Setelah kemerdekaan Indonesia, dan revolusi pemuda
republikein bergolak di mana-mana, tak terkecuali semangat itu sampai pula di
wilayah Kubu. Dalam Nopember 1945 serombongan militer NICA berkunjung ke Kubu.
Dipimpin Kapten Hoskstra disertai Wedana Politie Madsaleh mereka mendatangi
Istana Kubu. Di sana mereka diterima putra tertua Tuan Kubu yang telah mangkat,
Syarif Husin Al Aydrus dan putranya Syarif Yusuf Al Aydrus. Olehnya, Husin
selaku pewaris Kubu diminta ke Pontianak untuk menghadap Sultan Hamid II. Pada
1946, Syarif Husin Al Aydrus dan putranya Syarif Yusuf Al Aydrus menghadap
Sultan Pontianak Hamid II.
Dengan persetujuan pemerintah NICA, masa transisi
pemerintahan pasca kemerdekaan, berakhirnya masa Kubu Zitiryo Hyogikai pada 28
Februari 1946, maka pada 1 Maret 1946 dibentuk Bestuurscommissie Kubu, terdiri
dari Syarif Hasan bin Zain (Ketua merangkap anggota), Syarif Yusuf bin Husin
bin Saleh Al Aydrus (anggota). Sejak 1 Juni 1946 ditempatkan pula seorang
berkebangsaan Indonesia untuk kedudukan Onderafdeelingschef (OAC) sebagaimana
dulunya controleur ataupun gezaghebber. Seterusnya, Yusuf atas permintaan
sendiri sejak 1 Maret 1949 pindah ke Pontianak dan bekerja pada kantor Polisi
Umum.
Dengan begitu, Bestuurcommissie Kubu tinggal seorang,
Syarif Hasan Al Aydrus. Namun kemudian Hasan diberhentikan dari kedudukannya
karena tersangkut masalah hukum. Dengan demikian, sejak itu pula kekuasaan
Kerajaan Kubu ditangani oleh OAC. Dan dalam perkembangan kemudian, Kubu
berstatus kewedanaan pada 1958, dan sejumlah onder distrik di dalamnya menjadi
kecamatan, yang kemudiannya masuk dalam administratif Kabupaten Pontianak.

_SOAL LATIHAN 1:_ Menurut teks tentang Kubu, pada tanggal berapa Bestuurscommissie Kubu dibentuk?
_SOAL LATIHAN 2:_ Tulis kembali bagian teks tentang Kubu, mulai dari kata-kata "Setelah kemerdekaan Indonesia, dan" dan berhenti setelah "berkunjung ke Kubu.", dengan menukar "Nopember" menjadi "November".
_SOAL LATIHAN 3:_ Sebutkan semua tanggal lengkap (hari, bulan, dan tahun) yang tercantum dalam teks tentang Kubu.
Data ini merupakan bahan tersendiri yang terpisah dari teks tentang Kubu.

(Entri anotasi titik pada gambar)

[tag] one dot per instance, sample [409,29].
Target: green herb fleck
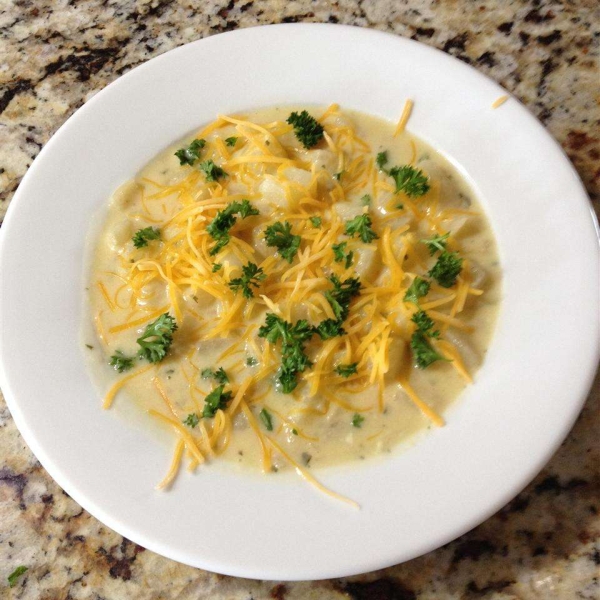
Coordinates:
[423,353]
[425,323]
[339,250]
[216,400]
[157,338]
[437,242]
[212,172]
[307,129]
[265,417]
[447,268]
[413,182]
[143,236]
[357,420]
[224,220]
[361,226]
[382,159]
[293,338]
[252,275]
[191,420]
[418,289]
[12,578]
[189,155]
[121,362]
[346,370]
[219,375]
[280,236]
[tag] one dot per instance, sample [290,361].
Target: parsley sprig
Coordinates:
[280,236]
[346,370]
[293,338]
[340,254]
[252,275]
[447,268]
[339,299]
[189,155]
[361,226]
[212,172]
[306,128]
[216,400]
[157,338]
[418,289]
[143,236]
[219,228]
[220,376]
[436,243]
[423,352]
[121,362]
[413,182]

_JAWABAN LATIHAN 1:_ Pada 1 Maret 1946.

_JAWABAN LATIHAN 2:_
Setelah kemerdekaan Indonesia, dan revolusi pemuda
republikein bergolak di mana-mana, tak terkecuali semangat itu sampai pula di
wilayah Kubu. Dalam November 1945 serombongan militer NICA berkunjung ke Kubu.

_JAWABAN LATIHAN 3:_ 28 Februari 1946, 1 Maret 1946, 1 Juni 1946, 1 Maret 1949